- [Отрывок текста]:

----------

Искренно желая левше «большую образованность передать», англичане уговаривают его остаться у них, на что у него ответ прост: «У меня дома родители есть… Мы к своей родине привержены, и тятенька мой уже старичок, а родительница— старушка и привыкши в свой приход в церковь ходить…»
Даже когда левша говорил о таких высоких вещах, как «приверженность» к родине, это произносится без какого-либо пафоса и воспринимается как что-то естественное, само собой разумеющееся, как бы природное.
Не показной, а истинный патриотизм Левши проявляется и в том, что, когда он понял, «в каком виде состоят» английские ружья, Левша начал «беспокойно скучать… затосковал и затосковал» и попросился в Россию. Примечательно и то, что во все время плавания на корабле он «нетерпеливо в родную сторону смотрит», «к отечеству смотрит». Тут же подчеркивается и умение русского человека без особых усилий, по привычке, переносить любые тяготы. Так, английский «полшки- пер не мог надивиться, что русский — сухопутный человек и так все непогоды выдерживает».

----------

- [Записанные данные]:
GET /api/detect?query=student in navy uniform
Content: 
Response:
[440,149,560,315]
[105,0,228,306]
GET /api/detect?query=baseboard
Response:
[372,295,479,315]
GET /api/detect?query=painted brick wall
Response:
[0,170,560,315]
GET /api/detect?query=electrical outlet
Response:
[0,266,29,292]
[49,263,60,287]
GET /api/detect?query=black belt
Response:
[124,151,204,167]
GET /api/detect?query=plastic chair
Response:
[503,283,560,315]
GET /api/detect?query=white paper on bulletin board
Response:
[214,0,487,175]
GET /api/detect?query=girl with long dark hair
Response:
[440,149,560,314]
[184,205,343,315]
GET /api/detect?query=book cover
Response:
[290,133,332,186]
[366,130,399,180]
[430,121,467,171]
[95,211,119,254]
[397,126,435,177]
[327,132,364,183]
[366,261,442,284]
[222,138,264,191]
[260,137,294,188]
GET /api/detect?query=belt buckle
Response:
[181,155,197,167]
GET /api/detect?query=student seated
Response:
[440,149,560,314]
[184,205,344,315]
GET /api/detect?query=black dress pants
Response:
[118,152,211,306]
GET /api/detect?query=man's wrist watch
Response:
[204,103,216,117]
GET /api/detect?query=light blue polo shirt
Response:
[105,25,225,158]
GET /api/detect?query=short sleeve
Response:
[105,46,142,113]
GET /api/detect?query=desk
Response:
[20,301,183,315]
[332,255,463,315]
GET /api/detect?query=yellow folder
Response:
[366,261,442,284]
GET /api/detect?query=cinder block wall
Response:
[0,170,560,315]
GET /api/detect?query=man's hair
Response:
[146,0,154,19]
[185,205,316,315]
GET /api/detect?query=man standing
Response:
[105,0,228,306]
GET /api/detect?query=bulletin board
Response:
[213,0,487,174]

----------

- [Выполните задания]:
**a.** Чему, согласно отрывку о Левше, не мог надивиться английский полшкипер?
**b.** Продолжите отрывок о Левше после его последнего предложения.

- [Ответы]:
**a.** Тому, что русский, сухопутный человек, так хорошо выдерживает все непогоды.

**b.**
По прибытии же в Россию судьбы английского «полшкипера» и русского левши начали «сильно разниться». Разница состояла в том, что англичанина привезли в посольский дом, лекарь велел посадить его в теплую ванну, а аптекарь скатал пилюлю и положил ему в рот. После этого «полшкипера» перенесли на перину, сверху шубой накрыли и оставили попотеть. А чтобы ему никто не мешал, «по всему посольству приказ дан, чтобы никто чихать не смел».
Таково отношение англичан к простому матросу. Как же отнеслись наши к человеку, спасшему честь нации?
Левшу свалили в квартале на пол и спросили: «Кто такой и откудова, и есть ли паспорт или какой другой тугамент» (документ)? Обыскали, сняли с него пестрое платье, забрали часы и деньги, «а самого пристав велел на встречном извозчике бесплатно в больницу отправить». Городовой же долго ни одного «встречника» поймать не мог, а когда поймал, повезли Левшу «непокрытого, да как с одного извозчика на другого станут пересаживать, все роняют, а поднимать станут — ухи рвут, чтобы в память пришел. Привезли в одну больницу — не принимают без тугамента, привезли в другую — и там не принимают, и так в третью, и в четвертую — до самого утра его по всему отдаленным кривопуткам таскали», пока не догадались определить в «Обухвинскую больницу, где неведомо сословия всех умирать принимают».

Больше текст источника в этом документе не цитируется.